What you need to do -
Please find each line of the records below that contains the string "block" and copy those lines out. Case counts.

■ ■ ■ ■ ■

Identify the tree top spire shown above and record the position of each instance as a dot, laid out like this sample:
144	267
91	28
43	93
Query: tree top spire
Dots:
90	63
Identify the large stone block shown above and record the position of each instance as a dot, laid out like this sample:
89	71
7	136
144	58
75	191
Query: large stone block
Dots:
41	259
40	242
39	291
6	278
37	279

■ ■ ■ ■ ■

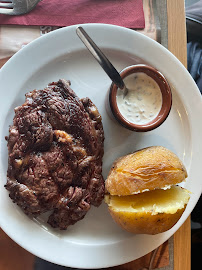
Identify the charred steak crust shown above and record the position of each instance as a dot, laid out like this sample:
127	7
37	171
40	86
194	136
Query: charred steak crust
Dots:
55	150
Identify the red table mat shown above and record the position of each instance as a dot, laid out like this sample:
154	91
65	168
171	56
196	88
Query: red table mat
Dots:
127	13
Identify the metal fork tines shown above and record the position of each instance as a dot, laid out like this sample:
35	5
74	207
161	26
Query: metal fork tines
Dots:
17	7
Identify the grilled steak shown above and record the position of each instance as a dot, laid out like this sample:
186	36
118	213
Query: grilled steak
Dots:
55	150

■ ■ ■ ■ ■

Exercise response -
Identify the large stone block shown above and record the position of each instance as a dot, laid out like this sample:
Query: large stone block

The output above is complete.